## [Goals]
1. According to the DiffusionEarth write-up, why does the system track the user's movements through the environment? Answer in one to three sentences.
2. Please resume the DiffusionEarth write-up after its final sentence and carry on its account of how the project was built.

## [Source]
----------

September 29th, 2024

DiffusionEarth

Diffusion-powered 2D Image -> 3D, Explorable Environment

3rd Place Overall | FIU's Shellhacks Hackathon

Description

We’ve created a first-of-its-kind 3D environment renderer powered by a combination of diffusion, depth estimation, point clouds, inpainting, and upscaling. Essentially, you start with one of the following:

An existing environment image
A description of an environment
An address of a real-world location

We then take the initial environment image, and using the techniques described below turn this into an environment that you can navigate with either your WASD keys or the buttons which appear on screen. Using the power of this rendering technique, we are able to use AI to ‘guess’ what the camera’s POV would be after performing various movements (-45° rotation, forward, 45° rotation). As the user moves throughout the environment, we keep track of these movements so we can maintain consistency throughout movements and also pre-render potential next frames to make the transitions appear near-real time.

How We Built It

DiffusionEarth was built using a combination of Python (API development, complex math pertaining to camera placement, point normalization, mask generation, etc.), Open3D (point cloud generation, camera movement, rendering, etc.), Stable Diffusion (Image generation, inpainting), Marigold (depth estimation), Moondream (image -> text), Creative Upscaler (upscaling), NextJS (frontend), TailwindCSS (styling), and the Google Maps API (street view imagery).

----------

(Coordinate labeling data)

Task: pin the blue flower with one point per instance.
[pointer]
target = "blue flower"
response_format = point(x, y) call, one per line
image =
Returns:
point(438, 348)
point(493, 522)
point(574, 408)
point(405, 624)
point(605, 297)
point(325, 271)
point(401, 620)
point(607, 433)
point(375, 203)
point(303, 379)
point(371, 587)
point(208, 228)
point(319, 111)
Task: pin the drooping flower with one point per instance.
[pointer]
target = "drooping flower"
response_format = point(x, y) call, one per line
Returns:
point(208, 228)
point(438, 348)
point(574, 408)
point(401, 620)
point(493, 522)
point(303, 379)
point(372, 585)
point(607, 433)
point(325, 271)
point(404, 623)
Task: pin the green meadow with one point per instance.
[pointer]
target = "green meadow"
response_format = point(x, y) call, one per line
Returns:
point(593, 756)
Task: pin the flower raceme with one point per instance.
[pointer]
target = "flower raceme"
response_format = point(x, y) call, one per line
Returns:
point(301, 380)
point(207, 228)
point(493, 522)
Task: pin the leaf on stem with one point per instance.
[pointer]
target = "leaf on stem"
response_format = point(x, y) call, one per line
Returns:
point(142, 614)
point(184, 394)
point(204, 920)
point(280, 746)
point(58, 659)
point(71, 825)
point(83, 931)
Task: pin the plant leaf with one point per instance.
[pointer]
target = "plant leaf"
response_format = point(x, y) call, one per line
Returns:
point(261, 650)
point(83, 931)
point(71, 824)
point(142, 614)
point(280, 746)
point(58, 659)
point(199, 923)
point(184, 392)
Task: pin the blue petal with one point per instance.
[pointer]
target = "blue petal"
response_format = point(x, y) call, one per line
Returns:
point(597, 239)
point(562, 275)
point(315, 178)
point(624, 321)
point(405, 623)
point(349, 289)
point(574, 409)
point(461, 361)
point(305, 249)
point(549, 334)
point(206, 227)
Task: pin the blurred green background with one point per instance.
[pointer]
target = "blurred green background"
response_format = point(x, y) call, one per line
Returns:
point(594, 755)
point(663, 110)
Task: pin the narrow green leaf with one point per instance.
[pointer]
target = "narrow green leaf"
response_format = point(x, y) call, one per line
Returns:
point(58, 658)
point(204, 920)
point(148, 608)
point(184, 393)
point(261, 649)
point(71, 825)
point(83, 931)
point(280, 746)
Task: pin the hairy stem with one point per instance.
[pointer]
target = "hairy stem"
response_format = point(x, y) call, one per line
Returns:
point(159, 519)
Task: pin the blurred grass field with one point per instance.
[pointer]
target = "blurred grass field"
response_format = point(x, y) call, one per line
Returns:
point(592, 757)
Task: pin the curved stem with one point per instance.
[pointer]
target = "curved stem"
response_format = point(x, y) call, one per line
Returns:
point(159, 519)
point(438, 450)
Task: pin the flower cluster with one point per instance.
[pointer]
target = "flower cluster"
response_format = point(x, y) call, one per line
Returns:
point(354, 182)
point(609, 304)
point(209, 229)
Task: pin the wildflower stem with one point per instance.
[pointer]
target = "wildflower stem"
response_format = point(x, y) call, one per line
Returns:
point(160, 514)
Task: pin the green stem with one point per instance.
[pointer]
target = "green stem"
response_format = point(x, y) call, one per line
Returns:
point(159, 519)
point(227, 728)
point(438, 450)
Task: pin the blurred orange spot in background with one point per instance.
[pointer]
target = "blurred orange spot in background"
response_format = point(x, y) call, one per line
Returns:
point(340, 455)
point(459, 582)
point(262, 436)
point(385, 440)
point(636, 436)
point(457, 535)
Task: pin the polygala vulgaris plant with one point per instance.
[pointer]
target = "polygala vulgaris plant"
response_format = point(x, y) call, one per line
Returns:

----------

## [Results of the tasks]
1. It tracks the movements so it can keep the environment consistent from one movement to the next. The tracking also lets it pre-render likely next frames, which makes the transitions appear near-real time.

2.
Here’s a rundown of everything that occurs in the process of generating and maintaining a DiffusionEarth generation:

The start image is provided
1. If the user provides an image, this is done
2. If the user provides a prompt, a call is made to a turbo version of stable diffusion to generate the requested environment
3. If the user provides an address, we use the Google Maps Street View API to get the starting image at that location
We run the marigold depth estimation model on the image, which returns a depth map of the image.
Using Open3D, we convert this combination to a group of points in 3D space forming an initial point cloud. Then, we create a grid of possible positions and orientations for a user to take in the 3D environment, and asynchronously render a view for each one. To do this for an unvisited view, we take the points in the field of view of the virtual camera closest to the view and estimate an average normal, which we transform the camera to look directly along. We then use the Nelder-Meade optimization method to analytically determine the optimum position along that vector to place the camera to minimize the amount of whitespace in the camera frame. With the initial perspective established, we can perform a small rotation or translation in the camera’s local frame to get an image close to the original but with slightly different perspective and fill in the revealed white space with an inpainting model. We then calculate the depth for that new image and use it as the basis for further unvisited views if the user continues to travel in that direction.
We then perform the user’s requested action on the virtual camera, with the same FOV, leaving missing pixels in the new image.
Then, the now moved camera’s output is rendered into a png
Based on the rendered image and it’s now missing pixels, we generate a black & white mask to signal to Stable Diffusion which pixels should be painted.
We also perform an image -> text description generation powered by Moondream, in order to provide greater context of the requested image to the impainting model.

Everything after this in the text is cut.